-- TASK --
Set down the complete data exactly as it appears below.

+++

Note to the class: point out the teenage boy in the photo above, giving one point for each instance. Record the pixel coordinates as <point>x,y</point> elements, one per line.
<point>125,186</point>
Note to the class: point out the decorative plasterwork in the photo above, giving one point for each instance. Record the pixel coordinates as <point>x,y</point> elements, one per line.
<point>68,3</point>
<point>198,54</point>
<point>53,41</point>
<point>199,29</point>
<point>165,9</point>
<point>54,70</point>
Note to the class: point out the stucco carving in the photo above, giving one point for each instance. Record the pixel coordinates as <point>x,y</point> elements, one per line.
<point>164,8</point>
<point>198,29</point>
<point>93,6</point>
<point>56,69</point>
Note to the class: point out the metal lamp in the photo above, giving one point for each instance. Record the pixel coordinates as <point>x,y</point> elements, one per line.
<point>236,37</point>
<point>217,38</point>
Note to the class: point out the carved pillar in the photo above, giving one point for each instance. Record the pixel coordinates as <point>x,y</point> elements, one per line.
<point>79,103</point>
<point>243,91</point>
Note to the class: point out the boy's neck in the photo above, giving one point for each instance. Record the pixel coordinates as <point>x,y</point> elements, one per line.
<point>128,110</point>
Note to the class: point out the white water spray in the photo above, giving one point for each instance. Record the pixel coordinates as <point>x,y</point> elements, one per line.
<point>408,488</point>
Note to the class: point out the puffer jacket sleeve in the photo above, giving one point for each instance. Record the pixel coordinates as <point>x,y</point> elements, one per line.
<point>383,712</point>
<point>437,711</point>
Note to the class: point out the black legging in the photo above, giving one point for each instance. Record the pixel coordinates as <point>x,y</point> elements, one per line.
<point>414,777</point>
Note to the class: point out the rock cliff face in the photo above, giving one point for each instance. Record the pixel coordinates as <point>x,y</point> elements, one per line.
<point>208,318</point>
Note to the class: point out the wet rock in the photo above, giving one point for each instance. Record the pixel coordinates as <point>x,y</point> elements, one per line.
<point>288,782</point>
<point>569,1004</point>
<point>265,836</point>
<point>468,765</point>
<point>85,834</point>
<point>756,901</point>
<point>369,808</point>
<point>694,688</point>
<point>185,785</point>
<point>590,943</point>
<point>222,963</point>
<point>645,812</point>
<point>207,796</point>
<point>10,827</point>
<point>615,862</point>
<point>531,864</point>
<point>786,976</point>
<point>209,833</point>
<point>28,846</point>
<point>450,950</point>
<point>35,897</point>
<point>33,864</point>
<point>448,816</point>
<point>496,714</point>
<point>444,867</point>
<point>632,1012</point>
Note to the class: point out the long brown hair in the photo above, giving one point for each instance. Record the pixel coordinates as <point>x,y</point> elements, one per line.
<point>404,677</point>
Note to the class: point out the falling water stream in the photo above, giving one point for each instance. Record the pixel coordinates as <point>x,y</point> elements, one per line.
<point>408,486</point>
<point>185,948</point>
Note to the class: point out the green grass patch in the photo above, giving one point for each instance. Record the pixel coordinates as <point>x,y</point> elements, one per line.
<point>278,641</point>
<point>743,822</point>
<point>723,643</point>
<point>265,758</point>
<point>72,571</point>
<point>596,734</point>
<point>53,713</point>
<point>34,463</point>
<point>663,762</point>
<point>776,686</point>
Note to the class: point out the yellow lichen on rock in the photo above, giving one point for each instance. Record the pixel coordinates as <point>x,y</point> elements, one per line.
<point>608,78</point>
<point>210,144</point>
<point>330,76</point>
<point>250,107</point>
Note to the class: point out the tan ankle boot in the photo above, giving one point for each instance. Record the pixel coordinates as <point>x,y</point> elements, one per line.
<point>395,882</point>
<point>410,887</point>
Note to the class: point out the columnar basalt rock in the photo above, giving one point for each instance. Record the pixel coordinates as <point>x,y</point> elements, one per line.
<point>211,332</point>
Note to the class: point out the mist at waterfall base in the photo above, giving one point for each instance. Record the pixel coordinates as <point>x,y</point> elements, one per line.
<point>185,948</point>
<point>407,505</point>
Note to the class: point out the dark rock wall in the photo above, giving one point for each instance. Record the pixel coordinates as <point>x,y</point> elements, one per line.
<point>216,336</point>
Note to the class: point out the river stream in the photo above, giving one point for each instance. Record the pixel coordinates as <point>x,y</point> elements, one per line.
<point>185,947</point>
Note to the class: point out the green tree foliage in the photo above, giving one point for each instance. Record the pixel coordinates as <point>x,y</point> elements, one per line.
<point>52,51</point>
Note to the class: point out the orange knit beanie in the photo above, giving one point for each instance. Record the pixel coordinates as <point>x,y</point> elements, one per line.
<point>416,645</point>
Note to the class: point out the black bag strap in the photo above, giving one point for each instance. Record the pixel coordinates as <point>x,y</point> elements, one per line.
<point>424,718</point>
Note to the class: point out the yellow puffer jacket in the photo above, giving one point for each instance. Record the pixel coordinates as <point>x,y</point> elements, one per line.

+++

-- PROBLEM SOLUTION --
Note to the class: point out the teenage boy in the photo above, giving one point for each instance. Record the pixel coordinates as <point>x,y</point> elements, one per line.
<point>125,186</point>
Note to the class: point out the decorative plasterwork in the photo above, giving one point for each instance. Record the pixel coordinates as <point>x,y</point> elements, one per line.
<point>68,3</point>
<point>198,54</point>
<point>53,41</point>
<point>199,29</point>
<point>165,9</point>
<point>54,70</point>
Note to the class: point out the stucco carving in the photo above, giving one point for each instance. Record the pixel coordinates as <point>x,y</point> elements, one per line.
<point>164,8</point>
<point>198,29</point>
<point>93,6</point>
<point>56,69</point>
Note to the class: point out the metal lamp in the photo above, giving one point for each instance. Record the pixel coordinates as <point>x,y</point> elements, one per line.
<point>236,37</point>
<point>217,38</point>
Note to the class: point out the carved pillar in the photo above, giving one point for each instance. Record the pixel coordinates as <point>x,y</point> elements, one per line.
<point>79,103</point>
<point>243,91</point>
Note to the class: point out the boy's neck in the photo above, giving one point for each instance. Record the pixel coordinates as <point>x,y</point> elements, one per line.
<point>128,110</point>
Note to the class: point out the white water spray in the photo above, giving one point for each instance. Record the pixel coordinates as <point>x,y</point> elements, one per line.
<point>408,488</point>
Note to the class: point out the puffer jacket sleeve in the photo above, giving one point for each instance. Record the pixel coordinates as <point>x,y</point> elements, one per line.
<point>383,712</point>
<point>437,711</point>
Note to the class: point out the black legging in the photo above, giving one point for each instance. Record the pixel coordinates as <point>x,y</point> elements, one per line.
<point>414,777</point>
Note to the class: point out the rock cliff face in the photo above, giving one point for each instance. Record the pixel coordinates as <point>x,y</point> elements, one per line.
<point>208,318</point>
Note to the class: point out the wet rock in the photo above, giving one point for each instance. Record the pixel coordinates as <point>x,y</point> elements, one per line.
<point>288,782</point>
<point>569,1004</point>
<point>265,836</point>
<point>468,765</point>
<point>85,834</point>
<point>756,901</point>
<point>369,808</point>
<point>694,688</point>
<point>185,785</point>
<point>590,943</point>
<point>222,963</point>
<point>645,812</point>
<point>207,796</point>
<point>10,827</point>
<point>615,862</point>
<point>531,864</point>
<point>786,976</point>
<point>209,833</point>
<point>28,846</point>
<point>450,950</point>
<point>35,897</point>
<point>33,864</point>
<point>448,816</point>
<point>496,714</point>
<point>444,867</point>
<point>632,1012</point>
Note to the class: point out the long brown hair in the photo above, giving one point for each instance. Record the pixel coordinates as <point>x,y</point> elements, one per line.
<point>404,677</point>
Note to the class: point out the falling water stream in the photo above, giving one point for each instance. Record the pixel coordinates as <point>x,y</point> elements, one per line.
<point>408,486</point>
<point>185,948</point>
Note to the class: point out the green grass patch in the photo above, giving one point for each instance. Record the pixel coordinates as <point>x,y</point> elements, one per line.
<point>278,641</point>
<point>743,822</point>
<point>723,643</point>
<point>265,758</point>
<point>72,571</point>
<point>596,734</point>
<point>53,713</point>
<point>34,463</point>
<point>663,762</point>
<point>776,686</point>
Note to the class: point out the yellow lichen on rock in the photo above, giving one point for each instance. Record the pixel coordinates as <point>x,y</point> elements, one per line.
<point>608,78</point>
<point>210,144</point>
<point>330,76</point>
<point>250,107</point>
Note to the class: point out the tan ankle boot in the photo above, giving one point for each instance. Record the pixel coordinates as <point>x,y</point> elements, one per line.
<point>395,882</point>
<point>410,887</point>
Note to the class: point out the columnar basalt rock in the photo above, giving one point for each instance. Record the pixel coordinates as <point>x,y</point> elements, one per line.
<point>211,332</point>
Note to the class: point out the mist at waterfall base in the photo above, giving one point for each instance. Record the pixel coordinates as <point>x,y</point> elements, one per line.
<point>185,948</point>
<point>407,505</point>
Note to the class: point out the dark rock wall in the photo above, giving one point for each instance. Record the pixel coordinates as <point>x,y</point> elements, one per line.
<point>216,336</point>
Note to the class: point out the river stream in the photo above, giving one point for each instance. Record the pixel coordinates as <point>x,y</point> elements, one per line.
<point>185,947</point>
Note to the class: point out the green tree foliage in the photo above, giving one point for each instance. Record the pixel coordinates as <point>x,y</point> elements, one per line.
<point>52,51</point>
Note to the class: point out the orange knit beanie in the photo above, giving one point for each instance. Record the pixel coordinates as <point>x,y</point> elements, one per line.
<point>416,645</point>
Note to the class: point out the black bag strap in the photo above, giving one point for each instance. Record the pixel coordinates as <point>x,y</point> elements, one per line.
<point>424,718</point>
Note to the class: point out the yellow puffer jacket in the photo above, giving one point for each instance. Record the pixel coordinates as <point>x,y</point> elements, one per line.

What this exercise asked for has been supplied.